» **ASSIGNED TASK**:
Drop the pictures, then repeat every record exactly as it stands.

(Dataset items)
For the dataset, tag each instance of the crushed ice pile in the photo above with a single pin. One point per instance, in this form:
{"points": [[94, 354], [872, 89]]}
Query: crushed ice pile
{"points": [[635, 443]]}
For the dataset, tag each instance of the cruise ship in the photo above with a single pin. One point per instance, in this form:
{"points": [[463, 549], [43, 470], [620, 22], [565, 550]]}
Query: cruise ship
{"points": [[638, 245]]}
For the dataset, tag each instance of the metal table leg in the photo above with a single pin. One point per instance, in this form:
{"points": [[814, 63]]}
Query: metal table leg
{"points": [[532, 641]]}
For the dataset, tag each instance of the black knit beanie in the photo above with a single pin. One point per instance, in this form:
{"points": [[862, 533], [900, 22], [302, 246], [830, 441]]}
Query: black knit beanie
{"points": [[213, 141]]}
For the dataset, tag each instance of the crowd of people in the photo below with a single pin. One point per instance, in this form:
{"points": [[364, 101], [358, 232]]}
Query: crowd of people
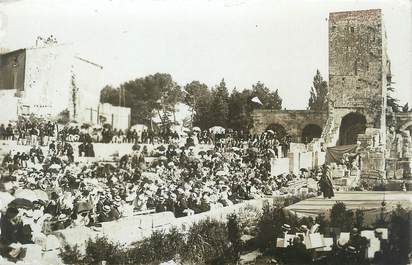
{"points": [[27, 132], [52, 190]]}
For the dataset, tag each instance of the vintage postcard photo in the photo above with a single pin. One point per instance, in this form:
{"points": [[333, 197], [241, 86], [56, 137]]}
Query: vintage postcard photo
{"points": [[218, 132]]}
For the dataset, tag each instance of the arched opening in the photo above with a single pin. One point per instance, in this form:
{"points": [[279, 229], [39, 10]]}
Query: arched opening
{"points": [[352, 125], [278, 129], [311, 131]]}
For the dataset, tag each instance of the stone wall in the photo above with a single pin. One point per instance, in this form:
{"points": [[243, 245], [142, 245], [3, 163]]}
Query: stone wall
{"points": [[12, 67], [297, 160], [403, 120], [358, 63], [293, 121]]}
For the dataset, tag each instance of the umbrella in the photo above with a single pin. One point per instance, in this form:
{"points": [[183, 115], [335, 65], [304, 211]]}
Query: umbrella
{"points": [[162, 158], [138, 127], [5, 198], [161, 148], [21, 203], [217, 129], [55, 167], [41, 195], [272, 152], [83, 207], [26, 194], [254, 149]]}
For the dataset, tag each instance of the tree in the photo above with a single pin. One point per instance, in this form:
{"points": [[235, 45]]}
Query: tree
{"points": [[109, 95], [390, 100], [152, 95], [219, 107], [269, 99], [318, 93], [198, 97], [240, 107]]}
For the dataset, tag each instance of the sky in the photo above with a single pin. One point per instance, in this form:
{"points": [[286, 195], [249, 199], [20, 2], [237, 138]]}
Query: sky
{"points": [[280, 43]]}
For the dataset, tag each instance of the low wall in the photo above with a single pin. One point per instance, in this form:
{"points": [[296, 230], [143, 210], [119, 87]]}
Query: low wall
{"points": [[133, 229], [298, 160], [279, 166]]}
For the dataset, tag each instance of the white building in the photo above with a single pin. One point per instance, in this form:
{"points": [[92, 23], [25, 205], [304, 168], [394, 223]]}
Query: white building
{"points": [[117, 117], [48, 80]]}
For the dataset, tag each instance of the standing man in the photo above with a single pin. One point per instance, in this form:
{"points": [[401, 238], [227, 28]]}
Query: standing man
{"points": [[325, 183]]}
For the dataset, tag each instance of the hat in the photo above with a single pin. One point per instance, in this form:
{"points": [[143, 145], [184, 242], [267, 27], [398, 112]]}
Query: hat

» **THE COMPLETED TASK**:
For the dataset, tag each instance of the crushed ice pile in the photo above with a single pin. One point per instance, in this form:
{"points": [[94, 354], [872, 89]]}
Query: crushed ice pile
{"points": [[635, 443]]}
For the dataset, tag each instance of the cruise ship in the photo above with a single pin. One point per instance, in this form:
{"points": [[463, 549], [43, 470], [620, 22], [565, 550]]}
Query: cruise ship
{"points": [[638, 245]]}
For the dataset, tag each instance of the metal table leg in the photo above with a single pin. One point per instance, in this form:
{"points": [[814, 63]]}
Query: metal table leg
{"points": [[532, 641]]}
For the dataset, tag each instance of the black knit beanie in the photo above with a single pin. One point per instance, in this form:
{"points": [[862, 533], [900, 22], [302, 246], [830, 441]]}
Query: black knit beanie
{"points": [[213, 141]]}
For the dataset, tag each instance of the crowd of people in the photo below with a single pin. One point per instance, in this form:
{"points": [[364, 101], [358, 232]]}
Query: crowd of people
{"points": [[27, 132], [52, 190]]}
For the dataset, tag each instance of the vintage postcard photo in the photo above with a single pin. One point per instance, in this form:
{"points": [[333, 197], [241, 86], [56, 137]]}
Query: vintage postcard photo
{"points": [[218, 132]]}
For the dataset, tag each instance of the arched opening in the photo above with a single pin. One point per instance, in this form:
{"points": [[279, 229], [39, 10]]}
Query: arched opening
{"points": [[352, 125], [278, 129], [311, 131]]}
For the dataset, tag each instance of the stone wall in the photo above with a single pin. One point per instance, in this form:
{"points": [[243, 245], [142, 245], [3, 163]]}
Query: stone wall
{"points": [[12, 67], [297, 160], [403, 120], [358, 63], [293, 121]]}
For the dataset, tag each instance of the umbrella in the photo above with a single pin. One point per instance, in this form:
{"points": [[183, 115], [335, 65], [304, 211]]}
Query: umbrella
{"points": [[162, 158], [138, 127], [5, 198], [161, 148], [21, 203], [217, 129], [55, 167], [41, 195], [272, 152], [83, 207], [26, 194], [254, 149]]}
For the dataset, tag each instance of the tree in the photo above with a single pin. One point per instance, in this form:
{"points": [[235, 45]]}
Query: tree
{"points": [[109, 95], [390, 100], [152, 95], [219, 107], [269, 99], [318, 93], [198, 97], [240, 107]]}
For the dataset, tag each instance of the sky in the photo above with a single pin. One point per instance, in this form:
{"points": [[286, 195], [249, 199], [20, 2], [237, 138]]}
Query: sky
{"points": [[280, 43]]}
For the dataset, tag each instance of the low wall in the photo above with a single pin. One point per instance, in this form:
{"points": [[296, 230], [143, 210], [119, 87]]}
Query: low wall
{"points": [[133, 229], [298, 160], [279, 166]]}
For the dataset, tag each instance of the white building in the photo above with a single pin. One point per instance, in this form:
{"points": [[92, 23], [25, 205], [304, 168], [394, 223]]}
Query: white building
{"points": [[117, 117], [48, 80]]}
For the dataset, tag each instance of the standing man in the photo above with a single pin. One point per instance, in this form:
{"points": [[401, 238], [227, 28]]}
Query: standing man
{"points": [[325, 183]]}
For the dataset, tag each instance of the hat in the photo above with a single pin. One point per instance, in this form:
{"points": [[143, 145], [184, 242], [267, 27], [398, 112]]}
Query: hat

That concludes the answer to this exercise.